▶ [Requirement]
Which lines in the data below contain the string "water"? Show each one.

▶ [Data shown]
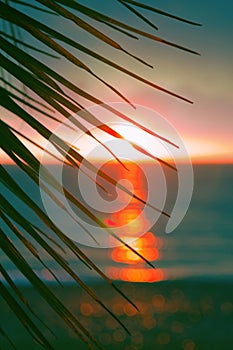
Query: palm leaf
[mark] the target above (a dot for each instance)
(20, 69)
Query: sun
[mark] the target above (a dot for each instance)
(135, 144)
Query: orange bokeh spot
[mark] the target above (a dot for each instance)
(135, 274)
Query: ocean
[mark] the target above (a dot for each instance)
(188, 304)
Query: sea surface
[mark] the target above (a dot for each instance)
(200, 247)
(187, 306)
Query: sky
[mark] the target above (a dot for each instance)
(206, 126)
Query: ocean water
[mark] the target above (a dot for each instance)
(201, 247)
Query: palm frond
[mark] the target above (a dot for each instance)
(30, 89)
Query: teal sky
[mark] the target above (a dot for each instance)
(207, 125)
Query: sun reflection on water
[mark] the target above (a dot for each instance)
(128, 266)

▶ [Response area]
Query: ocean water
Query: sun reflection on water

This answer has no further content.